- **Given exercise 1**
Translate this sentence from the forum thread below into Spanish: "I really like O1 and once you finally get it sharp it holds it quite well."

- **Given text**
◇ ◇ ◇ ◇ ◇
Again, it's clear that crack was not your fault, and just something that sometimes happens when dealing with exotic natural material. It's very cool that you're repairing it. I wonder if there is some way to salvage the intact wood from the old scales? Maybe cut into smaller pieces as in-lay or composite in a multi-wood handle? -Really is some of the nicest looking iron wood I've seen. 

Anyhew, nice work on the knife and way to stand behind your craft! 




Johnny.B.Good said:


> Outstanding Justin. Your reviews are the "gold standard" as far as I'm concerned.
> 
> Thanks for passing this one around Rick, makes for interesting reading.




Thanks for the compliments everyone, I'm glad that you enjoy my ramblings and that I could contribute to Ricks generous pass-around effort.


----------



## SpikeC

I am ready to send this puppy on to the next victim! I believe it goes to JMJones, so I need his addy, I sent him a PM. We leave tomorrow to pick up our new to us Airstream trailer in St. David Arizona, so we will be gone for the better part of a week. I would like to get this off today, as it will be another week otherwise.


----------



## SpikeC

The scale on the "good" side of the handle has a gap at the front that will allow a little liquid in, this will probably need attention when the cracked scale is fixed.
I found this knife a bit cumbersome for me. The back half is very cleaver like and the front half has a flat area of the edge that gives 2 areas that can be used for chopping, which I found useful. After using it I notices a couple of small chips in the edge toward the back of the blade, and small scratches leading to them. I don't recall running into anything I don't know how they got there. On close inspection the edge appeared to have some wire edges here and there, and with the mini-chips I decided to refresh the edge before packing it up. First I got out my Ozuku Suita and it did not make much of an impression on the edge, so I went to a 4K stone, still not much, and the edge bevel wasn't getting there, so I went to 1K and finally got a burr. I finished it with the Ozuku and a strop on dia. charged leather. 
I really like O1 and once you finally get it sharp it holds it quite well.


----------



## HHH Knives

The package arrived today safe and sound, Well packed and undamaged!  More to come! Thanks


----------



## HHH Knives

OK so after a full week, I didnt even get to use this knife. I apologize that all I can add to the thread in pictures. Its a beautiful knife.
◇ ◇ ◇ ◇ ◇
Data extracted from a collection:
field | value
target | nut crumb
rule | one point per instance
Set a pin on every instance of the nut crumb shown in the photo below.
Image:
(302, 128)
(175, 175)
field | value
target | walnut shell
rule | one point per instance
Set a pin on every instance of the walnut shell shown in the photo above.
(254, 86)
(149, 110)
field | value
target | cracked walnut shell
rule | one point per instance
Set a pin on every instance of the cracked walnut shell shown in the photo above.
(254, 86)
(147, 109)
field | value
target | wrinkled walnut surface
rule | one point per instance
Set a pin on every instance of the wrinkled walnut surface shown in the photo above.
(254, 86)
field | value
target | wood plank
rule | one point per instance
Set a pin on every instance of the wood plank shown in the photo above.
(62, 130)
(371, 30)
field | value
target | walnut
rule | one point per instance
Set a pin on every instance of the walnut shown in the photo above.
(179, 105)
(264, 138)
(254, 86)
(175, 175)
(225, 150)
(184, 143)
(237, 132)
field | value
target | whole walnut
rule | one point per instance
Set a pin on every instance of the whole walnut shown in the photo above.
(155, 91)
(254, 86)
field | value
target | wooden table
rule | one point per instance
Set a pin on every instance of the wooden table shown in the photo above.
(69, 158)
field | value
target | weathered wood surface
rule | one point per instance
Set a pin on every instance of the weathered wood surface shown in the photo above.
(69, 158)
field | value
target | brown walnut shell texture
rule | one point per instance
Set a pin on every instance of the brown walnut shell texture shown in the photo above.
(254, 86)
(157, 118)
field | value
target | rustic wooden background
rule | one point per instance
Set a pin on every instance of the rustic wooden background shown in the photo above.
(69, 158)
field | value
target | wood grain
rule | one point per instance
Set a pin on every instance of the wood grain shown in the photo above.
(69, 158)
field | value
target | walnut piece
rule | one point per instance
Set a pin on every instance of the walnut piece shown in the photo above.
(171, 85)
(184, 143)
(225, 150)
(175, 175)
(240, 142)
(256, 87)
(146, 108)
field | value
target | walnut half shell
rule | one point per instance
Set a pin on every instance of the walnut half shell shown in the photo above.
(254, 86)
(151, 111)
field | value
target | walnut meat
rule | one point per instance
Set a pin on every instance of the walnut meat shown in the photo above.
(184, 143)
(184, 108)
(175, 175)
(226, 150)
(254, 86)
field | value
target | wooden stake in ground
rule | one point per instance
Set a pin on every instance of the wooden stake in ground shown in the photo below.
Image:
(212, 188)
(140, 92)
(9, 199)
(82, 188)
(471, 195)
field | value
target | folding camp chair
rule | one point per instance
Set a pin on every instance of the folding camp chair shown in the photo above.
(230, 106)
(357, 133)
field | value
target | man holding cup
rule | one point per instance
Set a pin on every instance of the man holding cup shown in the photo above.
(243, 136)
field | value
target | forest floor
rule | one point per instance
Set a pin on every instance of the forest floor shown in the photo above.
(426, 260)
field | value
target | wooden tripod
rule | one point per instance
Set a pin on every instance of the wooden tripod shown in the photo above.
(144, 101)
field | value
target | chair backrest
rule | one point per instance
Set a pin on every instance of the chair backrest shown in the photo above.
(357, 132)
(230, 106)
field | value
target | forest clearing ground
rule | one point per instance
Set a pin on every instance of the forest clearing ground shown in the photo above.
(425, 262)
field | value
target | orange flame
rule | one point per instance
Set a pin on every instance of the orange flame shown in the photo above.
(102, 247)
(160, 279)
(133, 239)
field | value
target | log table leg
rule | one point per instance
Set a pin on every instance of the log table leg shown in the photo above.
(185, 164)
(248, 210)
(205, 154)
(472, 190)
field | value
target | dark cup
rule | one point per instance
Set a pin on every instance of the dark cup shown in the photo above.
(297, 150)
◇ ◇ ◇ ◇ ◇
- **Given exercise 2**
Gather every line of the rows above that contains the word "holding". Case counts.

- **Expected output 1**
Me gusta mucho el O1 y, una vez que por fin lo afilas, mantiene el filo bastante bien.

- **Expected output 2**
target | man holding cup
Set a pin on every instance of the man holding cup shown in the photo above.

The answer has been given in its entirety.